TASK BRIEF –
Those lines of the records that contain "palm" are to be located and copied.
INPUT DATA Block Start
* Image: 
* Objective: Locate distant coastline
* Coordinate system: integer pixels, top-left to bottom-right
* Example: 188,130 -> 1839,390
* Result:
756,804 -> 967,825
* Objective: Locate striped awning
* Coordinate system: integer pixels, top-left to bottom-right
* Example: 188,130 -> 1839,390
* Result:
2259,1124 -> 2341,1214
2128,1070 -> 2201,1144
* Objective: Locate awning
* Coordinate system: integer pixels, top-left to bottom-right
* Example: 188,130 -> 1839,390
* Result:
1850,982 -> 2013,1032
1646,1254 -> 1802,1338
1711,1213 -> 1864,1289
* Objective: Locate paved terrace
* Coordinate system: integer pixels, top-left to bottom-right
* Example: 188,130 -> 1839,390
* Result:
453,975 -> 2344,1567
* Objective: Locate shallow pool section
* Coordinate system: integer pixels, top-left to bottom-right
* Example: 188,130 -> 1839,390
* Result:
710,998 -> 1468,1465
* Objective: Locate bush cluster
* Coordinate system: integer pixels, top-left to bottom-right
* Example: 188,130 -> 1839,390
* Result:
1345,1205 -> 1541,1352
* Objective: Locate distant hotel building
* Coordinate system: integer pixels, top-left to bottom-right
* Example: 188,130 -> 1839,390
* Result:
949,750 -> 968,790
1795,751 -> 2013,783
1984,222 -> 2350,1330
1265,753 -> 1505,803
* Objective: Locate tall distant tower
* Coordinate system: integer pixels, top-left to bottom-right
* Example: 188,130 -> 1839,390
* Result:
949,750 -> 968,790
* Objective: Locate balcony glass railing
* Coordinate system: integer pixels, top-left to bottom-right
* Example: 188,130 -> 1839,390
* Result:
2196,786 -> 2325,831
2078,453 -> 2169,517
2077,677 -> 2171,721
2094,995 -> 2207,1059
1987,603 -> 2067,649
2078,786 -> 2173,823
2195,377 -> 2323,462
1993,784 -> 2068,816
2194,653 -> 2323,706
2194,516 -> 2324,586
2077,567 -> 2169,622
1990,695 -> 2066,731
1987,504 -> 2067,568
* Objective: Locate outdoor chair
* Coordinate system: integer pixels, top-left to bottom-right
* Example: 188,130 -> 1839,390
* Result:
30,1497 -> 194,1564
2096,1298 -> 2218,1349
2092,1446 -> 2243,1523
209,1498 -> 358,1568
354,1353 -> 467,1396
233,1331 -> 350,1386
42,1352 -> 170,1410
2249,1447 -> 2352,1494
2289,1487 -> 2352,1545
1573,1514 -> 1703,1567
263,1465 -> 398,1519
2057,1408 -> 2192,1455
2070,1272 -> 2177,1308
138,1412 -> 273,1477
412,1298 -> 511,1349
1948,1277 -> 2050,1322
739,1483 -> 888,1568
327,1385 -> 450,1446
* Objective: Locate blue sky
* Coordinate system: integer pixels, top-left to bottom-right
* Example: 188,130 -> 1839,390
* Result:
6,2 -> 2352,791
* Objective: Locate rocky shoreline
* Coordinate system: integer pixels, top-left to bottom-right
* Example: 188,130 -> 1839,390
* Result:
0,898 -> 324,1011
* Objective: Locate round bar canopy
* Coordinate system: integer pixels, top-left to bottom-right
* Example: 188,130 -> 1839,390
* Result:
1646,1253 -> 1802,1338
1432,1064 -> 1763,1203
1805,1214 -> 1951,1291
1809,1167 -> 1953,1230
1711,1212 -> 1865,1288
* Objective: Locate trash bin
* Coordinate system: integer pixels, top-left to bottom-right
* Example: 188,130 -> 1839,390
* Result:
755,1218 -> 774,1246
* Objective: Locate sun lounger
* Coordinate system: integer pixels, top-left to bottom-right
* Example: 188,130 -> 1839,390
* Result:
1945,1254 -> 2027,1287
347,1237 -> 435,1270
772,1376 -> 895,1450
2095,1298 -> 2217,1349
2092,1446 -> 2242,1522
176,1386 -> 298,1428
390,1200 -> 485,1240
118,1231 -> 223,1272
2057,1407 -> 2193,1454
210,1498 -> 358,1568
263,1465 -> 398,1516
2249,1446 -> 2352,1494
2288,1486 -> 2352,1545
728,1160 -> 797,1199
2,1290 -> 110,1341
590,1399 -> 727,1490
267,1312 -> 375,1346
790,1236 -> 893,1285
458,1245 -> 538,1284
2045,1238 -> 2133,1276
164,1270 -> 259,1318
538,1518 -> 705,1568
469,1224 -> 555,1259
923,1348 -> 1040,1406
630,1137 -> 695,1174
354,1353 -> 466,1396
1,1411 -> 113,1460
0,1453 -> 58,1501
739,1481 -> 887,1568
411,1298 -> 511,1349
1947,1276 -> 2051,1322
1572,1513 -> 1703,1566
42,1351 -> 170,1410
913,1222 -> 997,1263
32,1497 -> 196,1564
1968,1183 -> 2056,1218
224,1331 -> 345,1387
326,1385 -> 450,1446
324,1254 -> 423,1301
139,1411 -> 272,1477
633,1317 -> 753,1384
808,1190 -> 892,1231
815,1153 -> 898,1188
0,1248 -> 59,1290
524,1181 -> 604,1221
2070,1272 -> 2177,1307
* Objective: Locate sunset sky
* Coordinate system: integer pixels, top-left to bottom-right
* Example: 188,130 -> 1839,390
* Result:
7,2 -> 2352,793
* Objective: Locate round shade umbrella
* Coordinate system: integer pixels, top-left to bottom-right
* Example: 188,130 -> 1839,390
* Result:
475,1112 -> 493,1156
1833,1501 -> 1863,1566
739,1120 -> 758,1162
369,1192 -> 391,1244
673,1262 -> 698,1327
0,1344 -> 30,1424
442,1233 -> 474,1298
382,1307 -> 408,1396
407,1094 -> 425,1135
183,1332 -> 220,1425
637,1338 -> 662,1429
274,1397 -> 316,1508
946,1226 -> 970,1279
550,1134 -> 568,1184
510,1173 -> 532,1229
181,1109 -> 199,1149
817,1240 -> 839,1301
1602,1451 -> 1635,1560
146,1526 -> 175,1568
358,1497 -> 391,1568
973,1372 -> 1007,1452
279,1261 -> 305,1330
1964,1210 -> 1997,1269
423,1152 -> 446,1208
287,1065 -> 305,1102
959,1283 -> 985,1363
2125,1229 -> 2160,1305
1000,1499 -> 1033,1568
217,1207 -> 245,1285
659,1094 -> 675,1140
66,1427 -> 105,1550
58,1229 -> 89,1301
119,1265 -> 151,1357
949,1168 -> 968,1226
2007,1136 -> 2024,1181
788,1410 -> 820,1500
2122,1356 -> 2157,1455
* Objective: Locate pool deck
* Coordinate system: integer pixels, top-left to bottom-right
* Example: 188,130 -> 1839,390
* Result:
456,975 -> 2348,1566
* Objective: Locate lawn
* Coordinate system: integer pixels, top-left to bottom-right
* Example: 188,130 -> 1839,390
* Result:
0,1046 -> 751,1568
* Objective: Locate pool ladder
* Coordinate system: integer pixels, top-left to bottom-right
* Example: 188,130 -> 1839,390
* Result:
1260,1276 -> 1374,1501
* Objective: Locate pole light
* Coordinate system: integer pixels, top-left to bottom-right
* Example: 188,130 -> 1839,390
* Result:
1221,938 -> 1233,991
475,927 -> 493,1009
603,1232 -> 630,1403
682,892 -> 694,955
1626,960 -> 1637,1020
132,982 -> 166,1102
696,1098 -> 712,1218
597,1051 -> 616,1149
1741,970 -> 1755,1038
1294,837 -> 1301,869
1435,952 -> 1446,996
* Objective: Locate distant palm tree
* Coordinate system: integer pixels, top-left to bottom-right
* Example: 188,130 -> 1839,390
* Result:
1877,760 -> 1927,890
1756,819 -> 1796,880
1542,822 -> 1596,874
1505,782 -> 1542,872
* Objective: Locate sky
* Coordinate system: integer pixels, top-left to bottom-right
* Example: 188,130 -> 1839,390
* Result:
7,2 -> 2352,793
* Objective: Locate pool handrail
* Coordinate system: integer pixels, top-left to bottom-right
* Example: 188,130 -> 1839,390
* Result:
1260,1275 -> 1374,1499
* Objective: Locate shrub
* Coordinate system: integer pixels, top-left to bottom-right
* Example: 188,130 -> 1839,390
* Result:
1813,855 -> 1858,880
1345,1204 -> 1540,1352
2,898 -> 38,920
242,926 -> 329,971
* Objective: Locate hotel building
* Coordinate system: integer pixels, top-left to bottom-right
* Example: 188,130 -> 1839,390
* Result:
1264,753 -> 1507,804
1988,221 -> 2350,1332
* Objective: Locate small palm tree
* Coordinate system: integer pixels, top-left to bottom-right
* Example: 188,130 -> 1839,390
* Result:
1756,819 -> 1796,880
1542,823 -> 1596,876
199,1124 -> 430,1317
INPUT DATA Block End
WRITTEN ANSWER –
* Objective: Locate distant palm tree
* Objective: Locate small palm tree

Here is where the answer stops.